#### Records for the task ####

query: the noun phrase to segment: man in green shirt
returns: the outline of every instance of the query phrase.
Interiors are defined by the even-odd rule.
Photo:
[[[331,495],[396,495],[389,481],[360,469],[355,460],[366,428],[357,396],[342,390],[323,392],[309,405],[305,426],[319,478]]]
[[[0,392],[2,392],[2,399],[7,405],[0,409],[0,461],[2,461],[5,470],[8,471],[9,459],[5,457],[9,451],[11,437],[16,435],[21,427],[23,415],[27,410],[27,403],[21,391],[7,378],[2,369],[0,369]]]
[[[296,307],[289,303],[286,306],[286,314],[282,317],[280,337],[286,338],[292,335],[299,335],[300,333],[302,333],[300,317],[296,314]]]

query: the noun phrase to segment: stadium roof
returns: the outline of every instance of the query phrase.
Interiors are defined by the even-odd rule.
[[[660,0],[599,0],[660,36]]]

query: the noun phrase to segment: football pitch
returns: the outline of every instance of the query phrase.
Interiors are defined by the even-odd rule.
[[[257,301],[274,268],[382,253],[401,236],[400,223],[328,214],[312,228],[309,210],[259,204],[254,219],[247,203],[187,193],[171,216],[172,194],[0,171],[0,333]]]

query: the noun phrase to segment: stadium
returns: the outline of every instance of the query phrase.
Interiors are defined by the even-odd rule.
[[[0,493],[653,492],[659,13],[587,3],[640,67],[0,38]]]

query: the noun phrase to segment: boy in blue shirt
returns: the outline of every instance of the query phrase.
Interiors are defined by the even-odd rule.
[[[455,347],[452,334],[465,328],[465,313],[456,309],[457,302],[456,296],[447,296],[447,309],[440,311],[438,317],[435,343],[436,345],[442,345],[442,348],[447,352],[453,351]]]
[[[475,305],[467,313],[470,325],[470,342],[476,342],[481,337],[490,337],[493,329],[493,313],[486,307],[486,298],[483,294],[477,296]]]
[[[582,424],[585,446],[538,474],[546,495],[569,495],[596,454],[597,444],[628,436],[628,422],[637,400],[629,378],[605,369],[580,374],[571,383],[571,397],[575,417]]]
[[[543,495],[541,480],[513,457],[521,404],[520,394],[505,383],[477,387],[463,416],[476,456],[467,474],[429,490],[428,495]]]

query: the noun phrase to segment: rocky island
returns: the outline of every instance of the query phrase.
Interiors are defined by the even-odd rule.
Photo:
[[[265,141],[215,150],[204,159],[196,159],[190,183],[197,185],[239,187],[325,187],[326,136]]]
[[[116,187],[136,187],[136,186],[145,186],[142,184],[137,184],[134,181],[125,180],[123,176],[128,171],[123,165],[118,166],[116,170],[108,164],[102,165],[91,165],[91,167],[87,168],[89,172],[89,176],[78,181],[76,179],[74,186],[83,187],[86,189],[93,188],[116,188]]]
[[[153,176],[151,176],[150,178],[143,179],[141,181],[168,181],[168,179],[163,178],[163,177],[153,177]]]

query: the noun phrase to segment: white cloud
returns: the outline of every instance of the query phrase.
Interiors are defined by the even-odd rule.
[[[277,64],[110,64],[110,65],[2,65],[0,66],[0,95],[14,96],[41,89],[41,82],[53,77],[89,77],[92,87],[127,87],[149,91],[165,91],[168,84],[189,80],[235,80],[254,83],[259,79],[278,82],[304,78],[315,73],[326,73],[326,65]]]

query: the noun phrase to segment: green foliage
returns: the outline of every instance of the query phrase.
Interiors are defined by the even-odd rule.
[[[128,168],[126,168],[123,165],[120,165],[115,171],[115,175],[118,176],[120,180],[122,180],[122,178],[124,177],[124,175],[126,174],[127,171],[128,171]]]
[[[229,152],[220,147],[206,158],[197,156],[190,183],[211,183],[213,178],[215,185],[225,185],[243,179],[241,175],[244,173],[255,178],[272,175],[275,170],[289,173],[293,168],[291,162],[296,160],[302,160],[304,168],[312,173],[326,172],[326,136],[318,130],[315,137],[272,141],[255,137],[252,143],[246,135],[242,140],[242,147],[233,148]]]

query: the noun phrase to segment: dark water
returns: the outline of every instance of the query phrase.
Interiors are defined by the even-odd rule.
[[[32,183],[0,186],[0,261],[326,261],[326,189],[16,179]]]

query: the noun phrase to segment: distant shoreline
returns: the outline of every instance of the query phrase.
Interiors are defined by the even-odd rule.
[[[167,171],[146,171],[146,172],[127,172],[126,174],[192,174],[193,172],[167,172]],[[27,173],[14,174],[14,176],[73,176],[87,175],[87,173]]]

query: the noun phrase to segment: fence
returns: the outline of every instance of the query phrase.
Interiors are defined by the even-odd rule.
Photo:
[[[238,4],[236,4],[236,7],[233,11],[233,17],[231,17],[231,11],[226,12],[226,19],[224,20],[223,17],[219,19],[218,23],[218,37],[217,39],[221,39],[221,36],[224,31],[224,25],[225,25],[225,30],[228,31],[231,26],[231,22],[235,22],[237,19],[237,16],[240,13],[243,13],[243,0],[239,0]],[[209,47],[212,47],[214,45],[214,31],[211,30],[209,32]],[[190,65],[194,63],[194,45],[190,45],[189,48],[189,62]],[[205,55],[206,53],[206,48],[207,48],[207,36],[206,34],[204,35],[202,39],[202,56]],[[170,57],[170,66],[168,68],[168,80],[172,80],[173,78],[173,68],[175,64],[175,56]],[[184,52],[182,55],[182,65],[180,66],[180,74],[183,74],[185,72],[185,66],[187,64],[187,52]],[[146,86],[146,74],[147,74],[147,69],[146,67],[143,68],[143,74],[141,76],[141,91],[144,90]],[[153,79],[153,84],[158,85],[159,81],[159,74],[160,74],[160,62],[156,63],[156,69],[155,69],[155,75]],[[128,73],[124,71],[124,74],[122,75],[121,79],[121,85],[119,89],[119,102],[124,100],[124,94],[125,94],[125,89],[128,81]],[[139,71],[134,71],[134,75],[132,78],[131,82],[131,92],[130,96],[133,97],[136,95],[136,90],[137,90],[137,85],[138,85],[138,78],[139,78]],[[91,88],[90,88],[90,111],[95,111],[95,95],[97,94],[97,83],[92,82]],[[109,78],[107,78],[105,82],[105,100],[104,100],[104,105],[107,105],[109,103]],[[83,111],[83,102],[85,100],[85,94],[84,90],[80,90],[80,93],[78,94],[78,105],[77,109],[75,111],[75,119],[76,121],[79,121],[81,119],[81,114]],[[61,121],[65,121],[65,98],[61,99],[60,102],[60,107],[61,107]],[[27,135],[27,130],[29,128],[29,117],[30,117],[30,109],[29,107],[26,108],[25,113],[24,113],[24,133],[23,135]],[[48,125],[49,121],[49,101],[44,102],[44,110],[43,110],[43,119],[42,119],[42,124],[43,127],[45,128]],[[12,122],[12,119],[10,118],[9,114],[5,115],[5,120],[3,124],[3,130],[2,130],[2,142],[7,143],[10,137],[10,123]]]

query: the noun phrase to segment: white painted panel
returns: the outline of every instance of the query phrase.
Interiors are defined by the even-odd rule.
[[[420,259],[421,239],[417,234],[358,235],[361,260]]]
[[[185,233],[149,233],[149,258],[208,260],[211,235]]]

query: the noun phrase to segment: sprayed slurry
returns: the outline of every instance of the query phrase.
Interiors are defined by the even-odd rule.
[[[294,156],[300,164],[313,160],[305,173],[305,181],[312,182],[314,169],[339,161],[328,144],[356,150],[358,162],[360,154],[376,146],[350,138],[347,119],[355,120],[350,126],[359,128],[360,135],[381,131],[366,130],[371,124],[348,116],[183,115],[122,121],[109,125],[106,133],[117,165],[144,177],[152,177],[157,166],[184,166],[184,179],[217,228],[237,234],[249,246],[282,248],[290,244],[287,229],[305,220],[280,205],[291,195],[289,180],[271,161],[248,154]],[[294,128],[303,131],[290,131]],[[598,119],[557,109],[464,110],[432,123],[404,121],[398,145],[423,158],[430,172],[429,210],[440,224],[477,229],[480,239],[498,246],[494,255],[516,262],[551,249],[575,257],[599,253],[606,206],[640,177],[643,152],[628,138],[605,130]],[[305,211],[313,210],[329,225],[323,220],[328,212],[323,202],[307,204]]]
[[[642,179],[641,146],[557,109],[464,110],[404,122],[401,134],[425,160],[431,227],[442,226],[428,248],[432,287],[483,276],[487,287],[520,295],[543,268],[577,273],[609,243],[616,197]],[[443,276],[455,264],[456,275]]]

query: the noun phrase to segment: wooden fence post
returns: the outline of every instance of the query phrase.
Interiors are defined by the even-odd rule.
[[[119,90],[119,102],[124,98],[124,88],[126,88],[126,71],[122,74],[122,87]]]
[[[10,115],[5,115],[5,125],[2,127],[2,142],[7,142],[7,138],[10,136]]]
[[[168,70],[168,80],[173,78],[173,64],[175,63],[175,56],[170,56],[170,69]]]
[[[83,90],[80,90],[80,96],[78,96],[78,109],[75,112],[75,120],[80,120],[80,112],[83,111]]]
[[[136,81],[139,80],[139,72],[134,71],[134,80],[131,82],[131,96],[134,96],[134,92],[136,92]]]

####

### The exercise
Starting at the line that contains "query: the noun phrase to segment: white painted", copy each line exactly through the end of the listing above. Include that first line and the last one, and add nothing.

### Solution to the problem
query: the noun phrase to segment: white painted panel
returns: the outline of every instance of the query phrase.
Interiors are defined by the even-odd rule.
[[[420,259],[421,239],[417,234],[358,235],[361,260]]]
[[[185,233],[149,233],[149,258],[208,260],[211,235]]]

query: the noun phrase to segment: sprayed slurry
returns: the outline of every instance of the query phrase.
Interiors are defined by the even-odd rule.
[[[294,156],[300,164],[313,160],[305,173],[305,181],[312,182],[314,169],[339,161],[328,144],[356,150],[358,162],[360,154],[376,146],[350,138],[347,119],[355,120],[350,126],[359,128],[360,135],[381,131],[366,130],[371,124],[348,116],[183,115],[122,121],[109,125],[106,133],[117,165],[144,177],[152,177],[157,166],[184,166],[184,179],[217,228],[237,234],[249,246],[282,248],[290,244],[287,229],[305,220],[280,205],[291,195],[289,180],[271,161],[248,154]],[[294,128],[303,131],[290,131]],[[598,119],[557,109],[464,110],[432,123],[404,121],[398,145],[423,158],[430,172],[429,210],[440,224],[477,229],[480,239],[498,246],[494,255],[516,262],[551,249],[575,257],[599,253],[606,206],[640,177],[643,152],[628,138],[605,130]],[[305,211],[313,210],[329,225],[323,220],[328,212],[323,202],[307,204]]]
[[[642,179],[641,146],[557,109],[464,110],[404,122],[401,134],[425,160],[431,227],[442,226],[428,248],[432,287],[483,276],[487,287],[520,295],[543,268],[577,273],[609,243],[616,197]],[[443,276],[455,264],[456,275]]]

query: the noun phrase to segment: wooden fence post
returns: the outline of every instance of the query phrase.
Interiors are defined by the even-odd rule.
[[[119,90],[119,102],[124,98],[124,88],[126,88],[126,71],[122,74],[122,87]]]
[[[10,115],[5,115],[5,125],[2,127],[2,142],[7,142],[7,138],[10,136]]]
[[[168,70],[168,80],[173,78],[173,64],[175,63],[175,56],[170,56],[170,69]]]
[[[83,90],[80,90],[80,96],[78,96],[78,109],[75,112],[75,120],[80,120],[80,112],[83,111]]]
[[[136,81],[139,80],[139,72],[134,71],[134,80],[131,82],[131,96],[134,96],[134,92],[136,92]]]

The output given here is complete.